#### AIM OF THE TASK
Your answer must be an exact copy of the entries below, with every picture removed.

#### Dataset items
◆ ◆ ◆ ◆ ◆ ◆ ◆

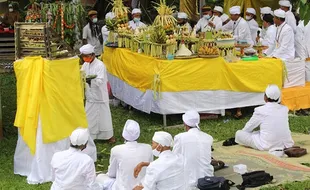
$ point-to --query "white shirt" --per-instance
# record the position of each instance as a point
(73, 169)
(253, 28)
(98, 91)
(272, 119)
(135, 25)
(241, 31)
(195, 146)
(285, 48)
(92, 40)
(165, 173)
(123, 160)
(290, 20)
(269, 39)
(300, 44)
(203, 24)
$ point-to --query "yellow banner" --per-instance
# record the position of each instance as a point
(51, 90)
(140, 71)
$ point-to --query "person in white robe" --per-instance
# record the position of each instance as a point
(241, 29)
(182, 19)
(104, 30)
(195, 146)
(228, 24)
(270, 38)
(272, 119)
(285, 48)
(166, 172)
(73, 169)
(290, 19)
(136, 19)
(124, 158)
(251, 20)
(97, 97)
(209, 21)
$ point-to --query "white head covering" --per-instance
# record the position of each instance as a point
(219, 9)
(163, 138)
(266, 10)
(191, 118)
(109, 15)
(251, 10)
(87, 49)
(136, 11)
(182, 15)
(79, 136)
(235, 10)
(279, 13)
(224, 17)
(131, 131)
(273, 92)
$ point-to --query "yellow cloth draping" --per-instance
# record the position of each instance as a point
(296, 98)
(198, 74)
(52, 90)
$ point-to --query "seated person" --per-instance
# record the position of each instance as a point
(124, 158)
(73, 169)
(195, 146)
(165, 173)
(272, 119)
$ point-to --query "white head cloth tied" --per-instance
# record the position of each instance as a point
(79, 137)
(109, 15)
(131, 131)
(279, 13)
(251, 10)
(219, 9)
(163, 138)
(182, 15)
(87, 49)
(136, 11)
(235, 10)
(191, 118)
(273, 92)
(224, 17)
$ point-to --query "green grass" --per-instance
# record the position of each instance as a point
(220, 129)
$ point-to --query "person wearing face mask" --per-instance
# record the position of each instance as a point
(269, 38)
(73, 169)
(195, 146)
(136, 19)
(251, 20)
(182, 19)
(97, 98)
(124, 158)
(11, 17)
(208, 22)
(166, 172)
(92, 33)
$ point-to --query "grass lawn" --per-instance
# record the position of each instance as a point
(220, 129)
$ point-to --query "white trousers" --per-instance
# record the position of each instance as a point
(245, 138)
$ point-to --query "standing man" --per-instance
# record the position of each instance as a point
(285, 48)
(165, 173)
(97, 97)
(195, 146)
(286, 6)
(241, 29)
(136, 19)
(92, 34)
(124, 158)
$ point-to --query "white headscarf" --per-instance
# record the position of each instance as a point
(191, 118)
(131, 131)
(163, 138)
(79, 137)
(87, 49)
(273, 92)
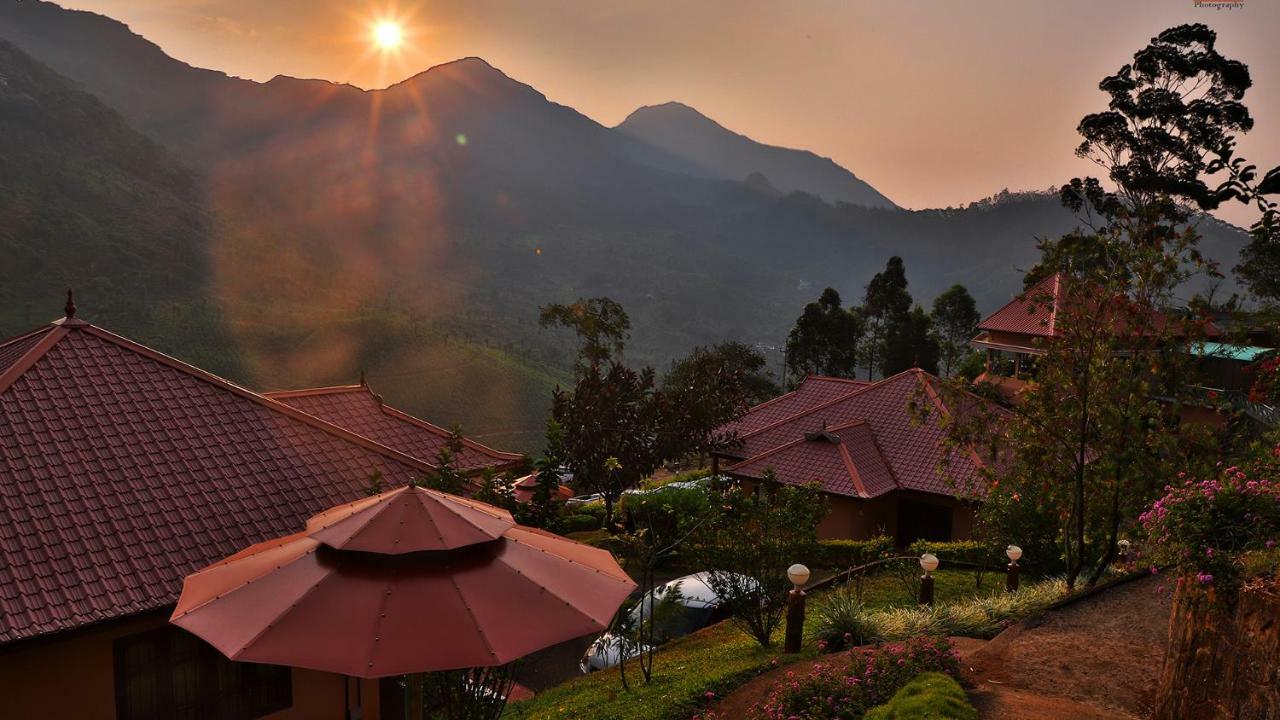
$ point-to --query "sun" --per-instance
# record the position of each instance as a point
(388, 35)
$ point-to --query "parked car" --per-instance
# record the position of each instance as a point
(580, 500)
(699, 606)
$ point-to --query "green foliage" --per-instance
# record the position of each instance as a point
(842, 554)
(615, 425)
(955, 318)
(496, 490)
(749, 543)
(600, 324)
(871, 677)
(887, 306)
(1210, 525)
(735, 361)
(447, 477)
(981, 616)
(666, 511)
(708, 388)
(931, 696)
(842, 620)
(844, 616)
(1101, 423)
(978, 555)
(716, 660)
(970, 367)
(579, 523)
(912, 343)
(824, 338)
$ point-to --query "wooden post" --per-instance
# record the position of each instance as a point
(795, 620)
(414, 709)
(927, 589)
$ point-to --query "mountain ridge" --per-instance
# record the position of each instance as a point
(469, 201)
(726, 154)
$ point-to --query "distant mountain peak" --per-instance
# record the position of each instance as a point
(682, 131)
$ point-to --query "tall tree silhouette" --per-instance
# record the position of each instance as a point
(955, 317)
(885, 310)
(824, 338)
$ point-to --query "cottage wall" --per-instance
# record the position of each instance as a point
(72, 678)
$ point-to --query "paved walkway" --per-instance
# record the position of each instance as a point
(1096, 659)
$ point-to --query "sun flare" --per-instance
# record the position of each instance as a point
(388, 35)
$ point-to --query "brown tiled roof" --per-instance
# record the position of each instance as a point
(812, 391)
(1034, 313)
(845, 460)
(122, 470)
(912, 447)
(360, 410)
(1031, 313)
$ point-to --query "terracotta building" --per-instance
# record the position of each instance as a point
(120, 472)
(877, 449)
(1016, 336)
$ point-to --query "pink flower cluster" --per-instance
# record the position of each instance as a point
(845, 691)
(1207, 524)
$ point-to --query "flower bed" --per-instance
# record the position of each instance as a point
(1210, 525)
(931, 696)
(846, 691)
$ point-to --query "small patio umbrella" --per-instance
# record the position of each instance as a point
(410, 580)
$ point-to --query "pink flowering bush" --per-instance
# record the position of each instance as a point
(845, 691)
(1207, 525)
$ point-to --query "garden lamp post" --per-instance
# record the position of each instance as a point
(928, 563)
(1014, 554)
(799, 575)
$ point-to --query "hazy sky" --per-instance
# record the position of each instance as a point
(935, 103)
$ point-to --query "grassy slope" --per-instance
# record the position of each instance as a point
(717, 659)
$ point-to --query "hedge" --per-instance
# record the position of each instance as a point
(959, 551)
(844, 554)
(931, 696)
(579, 523)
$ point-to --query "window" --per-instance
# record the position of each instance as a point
(169, 674)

◆ ◆ ◆ ◆ ◆ ◆ ◆

#### RESULT FOR THIS TASK
$ point-to --query "white shirt" --per-instance
# record the position of each instance as a point
(73, 169)
(253, 28)
(98, 91)
(272, 119)
(135, 25)
(241, 31)
(195, 146)
(285, 48)
(92, 40)
(165, 173)
(123, 160)
(290, 20)
(269, 39)
(300, 44)
(203, 24)
$ point-to --query "yellow banner" --per-instance
# record the position of each instance as a point
(51, 90)
(140, 71)
$ point-to --query "person in white robe" --per-instance
# record the position of each instance as a point
(241, 29)
(182, 19)
(104, 30)
(195, 146)
(228, 24)
(270, 38)
(272, 119)
(285, 48)
(166, 172)
(73, 169)
(290, 19)
(136, 19)
(124, 158)
(251, 20)
(97, 97)
(209, 21)
$ point-to --query "white head covering" --per-instance
# record the position of each instance as a point
(219, 9)
(163, 138)
(266, 10)
(191, 118)
(109, 15)
(251, 10)
(87, 49)
(136, 11)
(182, 15)
(79, 136)
(235, 10)
(279, 13)
(224, 17)
(131, 131)
(273, 92)
$ point-to --query "yellow cloth draping" --per-instance
# record the position of each instance as a point
(296, 98)
(198, 74)
(52, 90)
$ point-to --query "seated person" --per-instance
# record the position of each instance as a point
(124, 158)
(73, 169)
(195, 146)
(165, 173)
(272, 119)
$ point-to --query "white head cloth tied" --per-instance
# record the position of each instance as a point
(79, 137)
(109, 15)
(131, 131)
(279, 13)
(251, 10)
(219, 9)
(163, 138)
(182, 15)
(87, 49)
(136, 11)
(235, 10)
(191, 118)
(273, 92)
(224, 17)
$ point-to --query "green grass" --per-instance
# record the position of each instance as a point
(220, 129)
$ point-to --query "person wearing face mask" --per-instance
# record the position of each instance as a point
(269, 38)
(73, 169)
(195, 146)
(136, 19)
(251, 20)
(182, 19)
(97, 98)
(124, 158)
(11, 17)
(208, 22)
(166, 172)
(92, 33)
$ point-to --query "grass lawn" --per-instance
# record the position of each instance as a point
(220, 129)
$ point-to --query "white trousers" --per-instance
# record the position of each instance as a point
(245, 138)
$ point-to --query "standing man" --per-instance
# record the position of each instance as a point
(285, 48)
(165, 173)
(97, 97)
(195, 146)
(286, 6)
(241, 29)
(136, 19)
(92, 34)
(124, 158)
$ point-to --query "white headscarf" --per-instance
# record the position of each instance as a point
(191, 118)
(131, 131)
(163, 138)
(79, 137)
(87, 49)
(273, 92)
$ point-to --query "sun" --per-instance
# record the position of each instance as a point
(388, 35)
$ point-to --query "parked car" --per-instance
# record the position of each instance as a point
(580, 500)
(699, 606)
$ point-to --query "green foliage" --per-instance
# record the position of each instance as a point
(842, 554)
(615, 425)
(955, 318)
(496, 490)
(749, 543)
(600, 324)
(871, 677)
(887, 306)
(1210, 525)
(735, 361)
(447, 477)
(981, 616)
(666, 511)
(708, 388)
(931, 696)
(842, 620)
(844, 616)
(1101, 423)
(978, 555)
(716, 660)
(970, 367)
(579, 523)
(912, 343)
(824, 338)
$ point-to --query "wooden post" --per-instance
# record the position of each instance as a point
(795, 620)
(414, 709)
(927, 589)
$ point-to --query "mountain ridge" --per-instance
# record the position of each instance as a point
(469, 201)
(726, 154)
$ point-to --query "distant mountain peak" --per-instance
# record the position of each instance as a point
(682, 131)
$ point-to --query "tall tree silhouette" --per-instance
# record the position of each instance as a point
(955, 317)
(885, 310)
(824, 338)
$ point-to --query "cottage wall" --per-instance
# record the position of each instance as a point
(72, 678)
$ point-to --query "paved walkway" --per-instance
# record the position of each instance as a point
(1096, 659)
$ point-to --query "sun flare" --per-instance
# record the position of each instance as a point
(388, 35)
$ point-to --query "brown tiled roof" --per-instance
# record the position of each instance as a point
(812, 391)
(1034, 313)
(845, 460)
(122, 470)
(912, 447)
(360, 410)
(1031, 313)
$ point-to --query "terracotta building" --per-instance
# record the position of each instance as a point
(120, 472)
(877, 449)
(1016, 336)
$ point-to --query "pink flower cluster" --per-instance
# record the position of each instance as a point
(845, 691)
(1207, 524)
$ point-to --query "flower bed" --per-instance
# record the position of each instance as a point
(1210, 525)
(931, 696)
(846, 691)
$ point-to --query "small patio umbrella" --per-instance
# record the position of each instance as a point
(410, 580)
$ point-to --query "pink flowering bush" --per-instance
# record the position of each instance as a point
(845, 691)
(1207, 525)
$ point-to --query "garden lamp post" --per-instance
# record the position of each instance as a point
(928, 563)
(1014, 554)
(799, 575)
$ point-to --query "hazy sky" --per-instance
# record the position of each instance as a point
(935, 103)
$ point-to --query "grassy slope" --per-instance
# record the position of each instance as a point
(717, 659)
$ point-to --query "hedge" --per-instance
# record the position of each instance as a point
(959, 551)
(844, 554)
(931, 696)
(579, 523)
$ point-to --query "window" --per-instance
# record the position of each instance as a point
(169, 674)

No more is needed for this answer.